• [Instructions for the task]: Please transcribe the article on spreadsheets and data entry from "So what’s wrong with office" to "within an organisation)".

• [Provided passage]:
Be honest, how many times have you filled in a spreadsheet this week?
A quick search on a well-known jobs site found me 1406 jobs matching ‘data entry’ and that’s before we include titles like finance or credit controllers, accounts payable and everything related to stock control.
And don’t even get me started about the print and re-type rubber bands holding our NHS together.
When was the last time a friend or colleague joked about the paperless office that his company pronounced in 1980-something having done nothing but proliferate the amount of paper to wade through?
Excel was created in 1985 – when Marty McFly was trying to get his parents to go on a date in Back to the Future. Next time you open a spreadsheet, ask yourself how we ever got to a future like this?!
So what’s wrong with office tools – aren’t they the backbone of the productivity increases that coincided with the explosion of the PC era?
In the mid-1990s, the rate of productivity growth increased significantly in the United States, led by the IT-producing sectors as well as IT-using sectors — a change attributed in part to improvements in the nature and use of IT.
Unfortunately, when the tool you’re holding is a hammer, all problems start to look like a nail.
So what’s wrong with data entry in 2020?
- suppliers sending things like invoices in printed form to be re-typed into another system on arrival (or even worse, doing the same within an organisation)
- critical data is scattered throughout the organisation in opaque file systems
- multiple copies of similar data distributed through the organisation, each one ‘tweaked’ to answer someone’s particular question
- unaudited and, potentially even uncontrolled, changes to data
- accidental loss of data when laptops are damaged or staff leave
If these problems sound familiar, it may well be time to start looking at your solutions more holistically.
Make your work digital from the start. When a task needs doing, don’t look at it in isolation but think about what will happen downstream and who will need to be involved. What do you need to know to complete it?
For example, there are powerful tools in every smartphone to convert pieces of paper into reusable data: Google Lens, Office Lens and Text Fairy to name a few. Process automation tools have evolved to the point that anyone who is capable of using a spreadsheet can now equally quickly define the data fields needed in a form and send it to the relevant person to be completed.

• [Spatial annotation records]:
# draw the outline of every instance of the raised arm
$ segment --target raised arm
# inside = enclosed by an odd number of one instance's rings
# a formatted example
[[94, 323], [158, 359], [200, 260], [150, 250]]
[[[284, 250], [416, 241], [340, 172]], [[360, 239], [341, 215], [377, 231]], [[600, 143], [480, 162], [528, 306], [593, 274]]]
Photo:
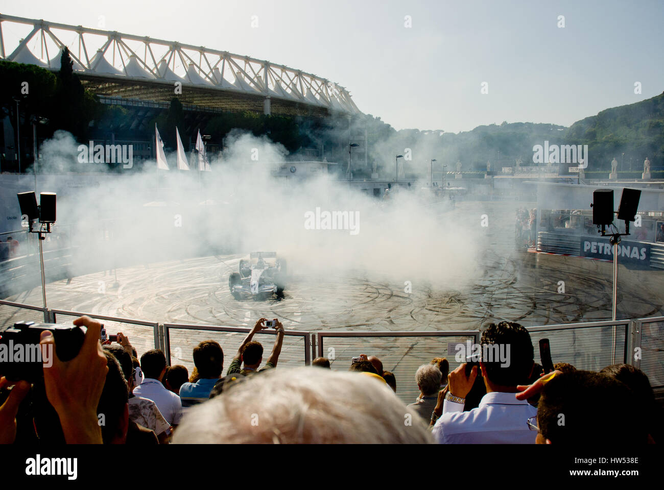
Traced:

---

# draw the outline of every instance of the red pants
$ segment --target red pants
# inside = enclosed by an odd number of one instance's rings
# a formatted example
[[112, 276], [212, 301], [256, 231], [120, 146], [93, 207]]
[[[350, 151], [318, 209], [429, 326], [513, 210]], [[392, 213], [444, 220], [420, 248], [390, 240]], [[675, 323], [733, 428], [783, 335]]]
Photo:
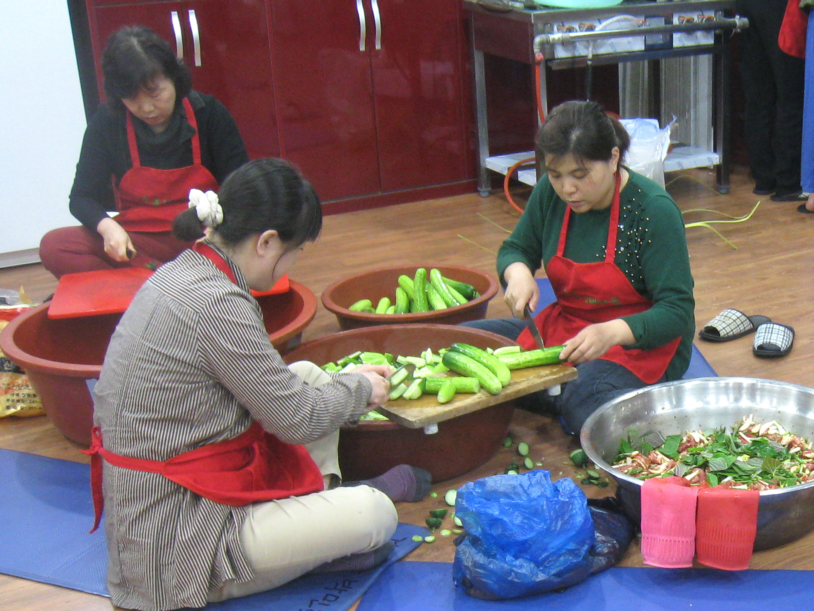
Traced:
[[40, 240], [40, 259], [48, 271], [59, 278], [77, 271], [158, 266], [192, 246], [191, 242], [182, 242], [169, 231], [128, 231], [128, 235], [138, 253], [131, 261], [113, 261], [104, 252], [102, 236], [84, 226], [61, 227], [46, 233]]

...

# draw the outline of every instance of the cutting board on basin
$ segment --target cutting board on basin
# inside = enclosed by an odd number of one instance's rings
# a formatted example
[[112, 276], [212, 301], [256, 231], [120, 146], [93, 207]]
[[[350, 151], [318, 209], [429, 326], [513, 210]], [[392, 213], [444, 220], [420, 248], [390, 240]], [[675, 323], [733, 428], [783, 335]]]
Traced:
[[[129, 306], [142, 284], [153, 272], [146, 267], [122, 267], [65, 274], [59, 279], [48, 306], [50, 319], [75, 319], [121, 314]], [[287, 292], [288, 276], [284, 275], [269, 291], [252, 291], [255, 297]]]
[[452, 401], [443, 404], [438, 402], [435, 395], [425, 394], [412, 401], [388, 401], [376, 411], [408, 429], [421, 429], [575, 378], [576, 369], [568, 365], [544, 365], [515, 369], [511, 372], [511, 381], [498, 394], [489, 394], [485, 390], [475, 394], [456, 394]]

• [Problem solution]:
So what’s wrong with office tools – aren’t they the backbone of the productivity increases that coincided with the explosion of the PC era?
In the mid-1990s, the rate of productivity growth increased significantly in the United States, led by the IT-producing sectors as well as IT-using sectors — a change attributed in part to improvements in the nature and use of IT.
Unfortunately, when the tool you’re holding is a hammer, all problems start to look like a nail.
So what’s wrong with data entry in 2020?
- suppliers sending things like invoices in printed form to be re-typed into another system on arrival (or even worse, doing the same within an organisation)